— Qué se pide —
- a) En el texto sobre el sentido de escribir, ¿qué es lo que mueve a quien escribe?
- b) Actualiza el fragmento del texto sobre el sentido de escribir que va entre "Pero luego pienso, ¿qué" y "buscar la transcendencia.", ambos incluidos, y cambia "polvo de estrella" por "polvo cósmico".
- c) Prosigue el texto sobre el sentido de escribir a partir de su última oración.

De qué sirve escribir
todos los días. De qué sirve el esfuerzo de recorrer las calles en busca de
cerveza si estás cansado, si tu cuerpo es como un arpa sucia por el que pasa la
serenata del camión de la basura, si tus ojos están acuchillados después de
ocho horas de trabajo. Pero a pesar de esos pensamientos al llegar a casa enciendo el ordenador e
intento escribir. No quiero vivir la vida que me toca. No quiero irme a la cama
y dejarlo para mañana. No quiero que el día termine así, sin más relevancia que
una nube deshilachándose en mitad de la noche. No busco ni siquiera
transcendencia: hace tiempo que maté a mi héroe y sería ridículo intentar
revivirlo. Lo que me mueve es el miedo, el miedo a la muerte antes de la
muerte.
Por eso sigo deslizándome
por el teclado, sin saber muy bien lo que va a suceder en la siguiente línea,
una huida hacia delante preñada de cierta histeria. Como si la dedicación
tuviera un poso de justicia poética que pudiera fundir todas las horas muertas
apiladas delante de mí. Nada más lejos de la realidad. La página en blanco solo
redime a esos pobres ingenuos que se lanzan sobre ella con todas sus fuerzas,
que no evitan el golpe y mueren desangrados con su cerebro desbordado en los
márgenes de tinta. De qué sirve todo ese esfuerzo intelectual, toda esa quimérica
obsesión, si al final son las tuercas, los números con traje que caminan ahí
afuera con sus maletines grises y sus relojes de pulsera con dos mil alarmas, los
que dominan el mundo.
Pero luego pienso, ¿qué
somos realmente? ¿Un trabajo, una cuenta bancaría, material genético deslizándose
por un condón roto? ¿Capitalismo compulsivo, decrepitud, los garabatos rotos
que abandonamos debajo de las sábanas? Siete mil millones de personas pululando
por el mundo y la mayor parte han diezmado su singularidad en manos de la
religión, un precario sistema educativo, la frustración estética, el redil del
consumismo, las instituciones familiares y las relaciones unidireccionales. Somos
polvo de estrella enfangado. Hemos olvidado lo que nos hace sentirnos realmente
vivos, nos hemos rendido, como si ya no necesitáramos buscar la transcendencia.

— Datos proporcionados —
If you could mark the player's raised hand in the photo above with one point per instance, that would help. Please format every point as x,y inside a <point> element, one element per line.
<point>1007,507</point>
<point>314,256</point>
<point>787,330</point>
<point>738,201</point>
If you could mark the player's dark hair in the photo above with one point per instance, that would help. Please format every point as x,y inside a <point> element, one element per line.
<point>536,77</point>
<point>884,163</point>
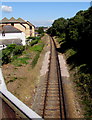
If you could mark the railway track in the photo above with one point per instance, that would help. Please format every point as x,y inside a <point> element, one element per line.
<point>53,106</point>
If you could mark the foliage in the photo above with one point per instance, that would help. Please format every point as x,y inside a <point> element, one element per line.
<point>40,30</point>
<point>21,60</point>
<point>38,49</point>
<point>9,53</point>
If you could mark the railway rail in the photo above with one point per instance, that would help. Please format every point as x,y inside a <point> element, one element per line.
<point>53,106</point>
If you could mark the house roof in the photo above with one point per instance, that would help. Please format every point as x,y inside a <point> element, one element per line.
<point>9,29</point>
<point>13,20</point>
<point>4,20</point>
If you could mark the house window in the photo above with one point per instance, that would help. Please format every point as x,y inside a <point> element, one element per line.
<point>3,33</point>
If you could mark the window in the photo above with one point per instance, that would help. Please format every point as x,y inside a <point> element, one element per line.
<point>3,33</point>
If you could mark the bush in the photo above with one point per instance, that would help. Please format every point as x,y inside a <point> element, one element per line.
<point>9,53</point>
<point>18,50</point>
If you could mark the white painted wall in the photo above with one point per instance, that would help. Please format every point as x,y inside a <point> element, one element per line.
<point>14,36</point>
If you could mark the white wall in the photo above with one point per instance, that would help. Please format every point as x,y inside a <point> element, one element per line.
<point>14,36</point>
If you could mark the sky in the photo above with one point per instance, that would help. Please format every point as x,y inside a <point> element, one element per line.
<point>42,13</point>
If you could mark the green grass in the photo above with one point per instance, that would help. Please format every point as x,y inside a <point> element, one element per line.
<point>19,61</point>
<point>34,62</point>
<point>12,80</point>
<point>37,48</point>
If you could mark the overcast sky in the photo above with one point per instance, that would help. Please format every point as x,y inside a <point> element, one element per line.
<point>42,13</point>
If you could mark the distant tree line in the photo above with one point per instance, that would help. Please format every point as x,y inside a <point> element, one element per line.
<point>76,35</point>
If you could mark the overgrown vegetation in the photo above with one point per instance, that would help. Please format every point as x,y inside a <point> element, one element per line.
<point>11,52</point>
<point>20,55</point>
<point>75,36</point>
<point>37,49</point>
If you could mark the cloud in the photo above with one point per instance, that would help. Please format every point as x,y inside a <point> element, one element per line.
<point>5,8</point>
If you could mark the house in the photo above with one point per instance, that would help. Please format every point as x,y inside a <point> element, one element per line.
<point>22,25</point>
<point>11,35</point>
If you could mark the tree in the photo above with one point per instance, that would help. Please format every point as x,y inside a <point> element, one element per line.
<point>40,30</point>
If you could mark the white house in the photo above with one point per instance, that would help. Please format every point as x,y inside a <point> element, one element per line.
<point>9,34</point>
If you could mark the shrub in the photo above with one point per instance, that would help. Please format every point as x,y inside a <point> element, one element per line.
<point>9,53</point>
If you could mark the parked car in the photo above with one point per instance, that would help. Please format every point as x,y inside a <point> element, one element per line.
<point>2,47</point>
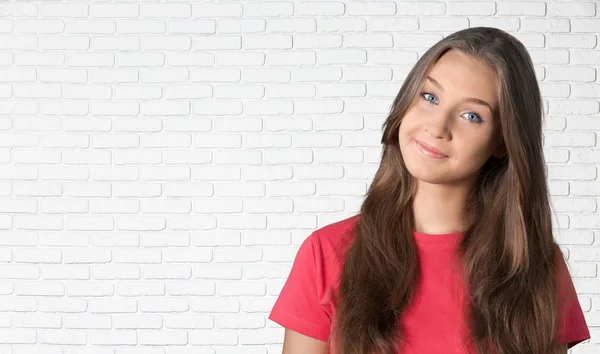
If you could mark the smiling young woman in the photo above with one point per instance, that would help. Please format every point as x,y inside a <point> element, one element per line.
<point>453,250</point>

— Respuestas del ejercicio —
- a) El miedo, el miedo a la muerte antes de la muerte.

- b)
Pero luego pienso, ¿qué
somos realmente? ¿Un trabajo, una cuenta bancaría, material genético deslizándose
por un condón roto? ¿Capitalismo compulsivo, decrepitud, los garabatos rotos
que abandonamos debajo de las sábanas? Siete mil millones de personas pululando
por el mundo y la mayor parte han diezmado su singularidad en manos de la
religión, un precario sistema educativo, la frustración estética, el redil del
consumismo, las instituciones familiares y las relaciones unidireccionales. Somos
polvo cósmico enfangado. Hemos olvidado lo que nos hace sentirnos realmente
vivos, nos hemos rendido, como si ya no necesitáramos buscar la transcendencia.

- c)
Quizás por eso escribo: la
exaltación del individualismo. No quiero dinero. No quiero esperanza ni
lucidez. No quiero la responsabilidad del esclavo. Quiero intentar borrar la
sonrisa de la futilidad y revivir a mi héroe por unos instantes. Quiero olvidar
el futuro y gritar: es ahora o nunca. Y dejar de esperar a que termine mi
jornada laboral, o que llegue la noche, el fin de semana, las vacaciones, la
siguiente paga extra, el billete de lotería premiado, la jubilación o esa
persona especial que me salve del mundo y de mí mismo. No. Ya basta. Dejemos de
mutilar el presente y dobleguemos el ahora. La revolución es literatura, aunque
solo sea para poner la zancadilla al tiempo y esquivar sus guadañas de
tic-tacs. Arde. Arde. Arde…
Si vas a intentarlo, ve hasta el final
De lo contrario, no empieces siquiera
Tal vez suponga perder novias, esposas,
familia, trabajo
Y quizás la cabeza
Tal vez suponga no comer durante tres o
cuatro días
Tal vez suponga helarte en el banco de
un parque
Tal vez suponga la cárcel, tal vez
suponga humillación
Tal vez suponga desdén, aislamiento
El aislamiento es el premio
Todo lo demás es para poner a prueba tu
resistencia
Tus auténticas ganas de hacerlo.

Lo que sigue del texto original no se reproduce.